| Page |
As it turned out, Racine had a solid core of players, and the Belles were able to keep many of the women together as the years passed. In fact, Racine’s final team picture, taken in 1950, features several players who began in 1943. Perlick’s longtime teammates included Kurys, a speedy second baseman and a good hitter who became the circuit’s all-time stolen base leader with 1,114; Winter, a talented right-handed hurler who peaked with 33 wins in 1946 but who adjusted well to the overhand style in 1948; English, a versatile infielder who, with Kurys, formed one of the league’s best double-play combinations; Dapkus, a slugging outfielder who led the league in homers in 1943 with 12; and Hickson, a solid defensive catcher who did an excellent job of handling the pitchers.

Reflecting on her teammates in 1996, Perlick observed, “I believe we were the only team that had most of the same players for those eight years. We all liked each other and all became lasting friends, which is probably why our team was successful most of those years.”

Edie added, “There was this seventeen-year-old from Flint, Michigan, who was to be our second baseman, named Sophie Kurys. And it didn’t take long before everyone knew that there was going to be something special about her, not only as a player but also as a friend and person. She had a great many fans, whom I am sure have said it was worth the price of admission just to see Sophie at second base and to see her great feats on the base paths.”

(Data entries)

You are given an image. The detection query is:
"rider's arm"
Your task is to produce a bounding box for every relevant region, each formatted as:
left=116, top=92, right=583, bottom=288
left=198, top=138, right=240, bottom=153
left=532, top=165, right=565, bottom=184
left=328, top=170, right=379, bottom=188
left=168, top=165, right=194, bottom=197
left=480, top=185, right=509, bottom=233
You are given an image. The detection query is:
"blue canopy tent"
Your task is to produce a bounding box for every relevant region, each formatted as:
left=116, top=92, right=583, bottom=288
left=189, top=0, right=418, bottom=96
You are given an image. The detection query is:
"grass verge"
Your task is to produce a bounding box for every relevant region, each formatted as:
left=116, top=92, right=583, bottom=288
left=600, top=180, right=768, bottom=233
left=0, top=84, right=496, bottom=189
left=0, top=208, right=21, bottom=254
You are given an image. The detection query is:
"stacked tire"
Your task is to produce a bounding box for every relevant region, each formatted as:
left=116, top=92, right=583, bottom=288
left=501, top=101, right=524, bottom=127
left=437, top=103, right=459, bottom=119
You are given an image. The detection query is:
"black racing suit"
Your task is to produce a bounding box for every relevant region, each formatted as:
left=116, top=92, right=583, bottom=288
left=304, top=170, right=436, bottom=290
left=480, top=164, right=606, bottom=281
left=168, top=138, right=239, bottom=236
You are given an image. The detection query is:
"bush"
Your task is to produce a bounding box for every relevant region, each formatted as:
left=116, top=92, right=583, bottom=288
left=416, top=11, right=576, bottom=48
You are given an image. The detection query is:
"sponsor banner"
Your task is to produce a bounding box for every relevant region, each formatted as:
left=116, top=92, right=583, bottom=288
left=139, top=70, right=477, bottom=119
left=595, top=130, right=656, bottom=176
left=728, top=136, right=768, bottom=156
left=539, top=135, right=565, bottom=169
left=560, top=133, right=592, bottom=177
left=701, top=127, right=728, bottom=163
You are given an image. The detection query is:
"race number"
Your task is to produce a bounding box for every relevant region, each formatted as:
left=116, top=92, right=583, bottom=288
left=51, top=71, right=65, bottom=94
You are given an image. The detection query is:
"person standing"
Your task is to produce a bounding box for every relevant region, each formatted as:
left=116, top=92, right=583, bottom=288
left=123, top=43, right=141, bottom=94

--

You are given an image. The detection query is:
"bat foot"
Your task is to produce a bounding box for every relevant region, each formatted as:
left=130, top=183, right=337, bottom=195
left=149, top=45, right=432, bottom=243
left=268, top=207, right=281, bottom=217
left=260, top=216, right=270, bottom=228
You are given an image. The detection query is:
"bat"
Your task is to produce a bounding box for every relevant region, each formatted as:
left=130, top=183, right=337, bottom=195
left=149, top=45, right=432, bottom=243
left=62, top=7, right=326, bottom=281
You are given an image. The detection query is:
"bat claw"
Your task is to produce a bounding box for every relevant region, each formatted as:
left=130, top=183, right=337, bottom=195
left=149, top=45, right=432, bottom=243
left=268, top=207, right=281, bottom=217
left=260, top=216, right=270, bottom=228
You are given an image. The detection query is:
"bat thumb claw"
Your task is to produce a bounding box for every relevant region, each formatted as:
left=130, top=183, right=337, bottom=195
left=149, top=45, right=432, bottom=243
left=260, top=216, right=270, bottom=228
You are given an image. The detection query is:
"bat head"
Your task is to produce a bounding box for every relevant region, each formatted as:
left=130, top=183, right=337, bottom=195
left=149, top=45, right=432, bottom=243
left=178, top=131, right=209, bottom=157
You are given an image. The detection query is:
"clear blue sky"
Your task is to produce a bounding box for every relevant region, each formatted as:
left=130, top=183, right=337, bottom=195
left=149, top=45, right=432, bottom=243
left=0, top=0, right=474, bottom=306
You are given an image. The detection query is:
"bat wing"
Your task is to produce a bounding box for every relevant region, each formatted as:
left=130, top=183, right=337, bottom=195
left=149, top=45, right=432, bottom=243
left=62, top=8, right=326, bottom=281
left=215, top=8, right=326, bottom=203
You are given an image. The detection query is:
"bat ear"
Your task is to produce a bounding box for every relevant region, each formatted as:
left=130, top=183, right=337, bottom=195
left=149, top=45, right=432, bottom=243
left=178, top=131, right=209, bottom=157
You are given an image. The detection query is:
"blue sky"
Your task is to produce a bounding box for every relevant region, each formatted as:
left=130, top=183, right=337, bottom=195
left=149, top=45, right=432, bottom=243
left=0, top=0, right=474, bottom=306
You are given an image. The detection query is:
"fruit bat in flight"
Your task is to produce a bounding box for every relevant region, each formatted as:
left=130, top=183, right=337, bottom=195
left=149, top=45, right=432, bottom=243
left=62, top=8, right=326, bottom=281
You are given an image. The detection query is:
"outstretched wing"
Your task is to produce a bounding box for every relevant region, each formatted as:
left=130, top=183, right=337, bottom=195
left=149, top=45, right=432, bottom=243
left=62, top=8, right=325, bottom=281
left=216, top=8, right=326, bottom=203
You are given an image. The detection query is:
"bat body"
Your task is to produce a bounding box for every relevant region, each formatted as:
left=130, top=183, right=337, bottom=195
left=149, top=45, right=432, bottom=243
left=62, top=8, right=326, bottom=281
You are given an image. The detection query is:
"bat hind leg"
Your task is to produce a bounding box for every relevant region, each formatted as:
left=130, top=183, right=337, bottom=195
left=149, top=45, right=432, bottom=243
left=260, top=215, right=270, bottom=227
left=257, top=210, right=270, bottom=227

---

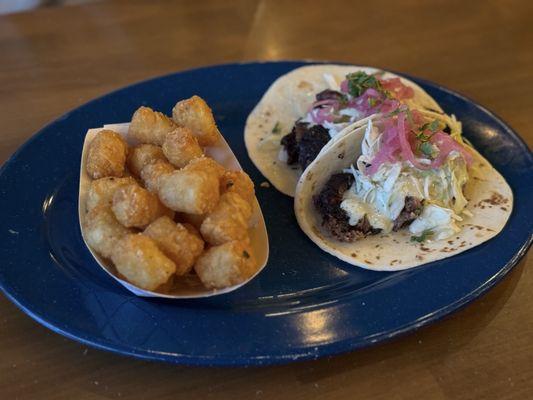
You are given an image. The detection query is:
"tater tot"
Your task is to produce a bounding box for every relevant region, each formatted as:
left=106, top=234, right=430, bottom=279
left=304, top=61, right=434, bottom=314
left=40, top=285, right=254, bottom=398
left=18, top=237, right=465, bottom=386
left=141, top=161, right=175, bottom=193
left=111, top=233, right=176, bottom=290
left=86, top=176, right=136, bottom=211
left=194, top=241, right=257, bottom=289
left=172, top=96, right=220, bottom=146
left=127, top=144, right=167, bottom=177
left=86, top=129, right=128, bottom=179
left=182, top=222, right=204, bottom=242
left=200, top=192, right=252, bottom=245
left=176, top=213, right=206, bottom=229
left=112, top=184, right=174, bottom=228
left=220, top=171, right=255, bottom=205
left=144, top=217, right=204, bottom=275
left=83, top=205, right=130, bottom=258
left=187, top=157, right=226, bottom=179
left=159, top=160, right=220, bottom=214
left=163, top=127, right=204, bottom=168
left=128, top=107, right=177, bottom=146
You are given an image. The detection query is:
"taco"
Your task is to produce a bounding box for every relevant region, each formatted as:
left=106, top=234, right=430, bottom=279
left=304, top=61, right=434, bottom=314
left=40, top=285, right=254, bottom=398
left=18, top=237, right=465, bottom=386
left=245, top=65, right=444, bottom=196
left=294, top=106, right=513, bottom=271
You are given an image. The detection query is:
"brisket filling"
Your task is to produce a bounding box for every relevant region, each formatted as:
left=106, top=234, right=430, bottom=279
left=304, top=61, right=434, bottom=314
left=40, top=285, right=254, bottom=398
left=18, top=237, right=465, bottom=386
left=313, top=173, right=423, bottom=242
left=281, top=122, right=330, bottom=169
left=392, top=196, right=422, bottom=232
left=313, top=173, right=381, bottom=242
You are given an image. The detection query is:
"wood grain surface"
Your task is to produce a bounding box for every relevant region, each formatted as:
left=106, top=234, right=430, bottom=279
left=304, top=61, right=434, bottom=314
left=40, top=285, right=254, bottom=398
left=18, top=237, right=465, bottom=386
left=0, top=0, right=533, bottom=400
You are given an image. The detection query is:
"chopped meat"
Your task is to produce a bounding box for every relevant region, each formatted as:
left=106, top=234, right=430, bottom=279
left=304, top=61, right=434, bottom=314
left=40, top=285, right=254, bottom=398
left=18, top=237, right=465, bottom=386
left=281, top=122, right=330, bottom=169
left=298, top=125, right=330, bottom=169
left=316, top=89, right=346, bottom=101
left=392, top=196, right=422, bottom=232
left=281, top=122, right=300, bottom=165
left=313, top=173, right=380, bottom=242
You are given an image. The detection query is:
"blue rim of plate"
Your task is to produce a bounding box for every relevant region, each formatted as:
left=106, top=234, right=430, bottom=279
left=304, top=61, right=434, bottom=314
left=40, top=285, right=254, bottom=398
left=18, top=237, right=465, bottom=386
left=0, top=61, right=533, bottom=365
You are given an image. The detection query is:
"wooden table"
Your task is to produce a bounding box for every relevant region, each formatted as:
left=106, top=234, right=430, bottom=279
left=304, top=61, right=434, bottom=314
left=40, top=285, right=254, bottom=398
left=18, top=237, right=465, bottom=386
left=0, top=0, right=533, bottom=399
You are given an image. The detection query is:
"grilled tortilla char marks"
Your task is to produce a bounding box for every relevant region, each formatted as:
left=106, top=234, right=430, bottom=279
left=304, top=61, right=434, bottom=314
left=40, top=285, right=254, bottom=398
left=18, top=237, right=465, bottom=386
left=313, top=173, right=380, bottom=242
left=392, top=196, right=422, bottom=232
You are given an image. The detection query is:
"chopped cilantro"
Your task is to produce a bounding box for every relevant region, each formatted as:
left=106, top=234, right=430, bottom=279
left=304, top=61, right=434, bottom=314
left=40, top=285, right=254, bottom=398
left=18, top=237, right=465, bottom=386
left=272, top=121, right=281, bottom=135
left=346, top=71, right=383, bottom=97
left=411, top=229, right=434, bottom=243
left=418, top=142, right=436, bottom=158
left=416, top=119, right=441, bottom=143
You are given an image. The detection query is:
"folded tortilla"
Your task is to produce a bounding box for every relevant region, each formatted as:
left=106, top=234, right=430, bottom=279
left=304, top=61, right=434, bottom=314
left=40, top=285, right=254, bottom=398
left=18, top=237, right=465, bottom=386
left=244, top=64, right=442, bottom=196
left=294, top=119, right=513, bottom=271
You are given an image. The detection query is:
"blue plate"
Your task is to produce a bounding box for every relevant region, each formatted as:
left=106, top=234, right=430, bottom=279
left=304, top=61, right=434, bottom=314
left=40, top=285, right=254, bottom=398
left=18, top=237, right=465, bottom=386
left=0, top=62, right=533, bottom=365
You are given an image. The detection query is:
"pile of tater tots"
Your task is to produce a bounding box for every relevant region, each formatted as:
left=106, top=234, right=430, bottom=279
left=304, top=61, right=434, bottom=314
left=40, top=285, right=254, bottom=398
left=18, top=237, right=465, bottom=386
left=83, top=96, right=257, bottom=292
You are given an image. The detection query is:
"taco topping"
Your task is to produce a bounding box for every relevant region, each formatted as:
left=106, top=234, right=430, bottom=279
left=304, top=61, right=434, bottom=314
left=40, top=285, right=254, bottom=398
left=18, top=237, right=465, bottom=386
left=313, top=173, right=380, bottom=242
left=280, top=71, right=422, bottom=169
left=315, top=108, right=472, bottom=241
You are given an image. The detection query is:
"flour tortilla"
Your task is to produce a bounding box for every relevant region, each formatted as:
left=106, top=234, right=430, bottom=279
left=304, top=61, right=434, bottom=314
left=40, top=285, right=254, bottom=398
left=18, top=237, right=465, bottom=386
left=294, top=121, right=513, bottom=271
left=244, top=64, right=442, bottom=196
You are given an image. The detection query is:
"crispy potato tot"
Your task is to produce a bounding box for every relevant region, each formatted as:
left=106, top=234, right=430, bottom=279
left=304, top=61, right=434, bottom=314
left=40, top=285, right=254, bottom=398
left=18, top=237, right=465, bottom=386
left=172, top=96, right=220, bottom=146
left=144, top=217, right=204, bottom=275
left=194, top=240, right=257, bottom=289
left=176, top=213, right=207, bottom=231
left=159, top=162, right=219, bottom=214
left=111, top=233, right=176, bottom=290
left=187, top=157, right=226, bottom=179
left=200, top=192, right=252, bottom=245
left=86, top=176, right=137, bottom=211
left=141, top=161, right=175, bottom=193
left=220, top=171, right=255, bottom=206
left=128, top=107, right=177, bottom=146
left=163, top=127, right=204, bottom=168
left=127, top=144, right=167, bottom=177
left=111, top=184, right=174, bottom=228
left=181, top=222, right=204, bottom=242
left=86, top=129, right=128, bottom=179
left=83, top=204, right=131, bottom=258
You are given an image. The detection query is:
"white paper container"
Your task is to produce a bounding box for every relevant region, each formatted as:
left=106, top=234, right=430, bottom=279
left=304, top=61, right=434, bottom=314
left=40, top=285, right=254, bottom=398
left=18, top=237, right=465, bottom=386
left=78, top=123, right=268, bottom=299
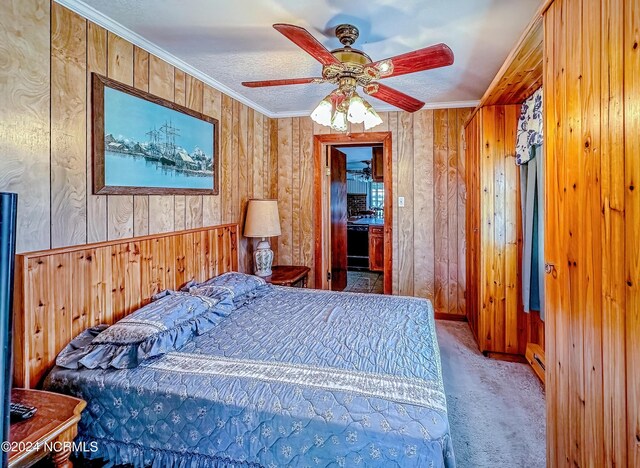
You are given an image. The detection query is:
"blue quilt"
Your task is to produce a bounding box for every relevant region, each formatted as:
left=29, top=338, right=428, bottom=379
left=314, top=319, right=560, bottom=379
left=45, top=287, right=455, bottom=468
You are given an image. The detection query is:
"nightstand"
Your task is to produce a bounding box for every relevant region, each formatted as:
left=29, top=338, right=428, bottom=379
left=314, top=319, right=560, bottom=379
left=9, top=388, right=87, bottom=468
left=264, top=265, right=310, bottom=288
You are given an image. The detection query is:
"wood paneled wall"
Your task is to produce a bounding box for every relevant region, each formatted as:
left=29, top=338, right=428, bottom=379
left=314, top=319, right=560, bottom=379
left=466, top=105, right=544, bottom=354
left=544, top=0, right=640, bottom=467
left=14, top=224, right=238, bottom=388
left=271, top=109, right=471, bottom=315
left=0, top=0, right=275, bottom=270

| Exercise directions |
Please state the all-time stolen base total for Kurys given in the passage on the Racine Belles.

| Output below |
1,114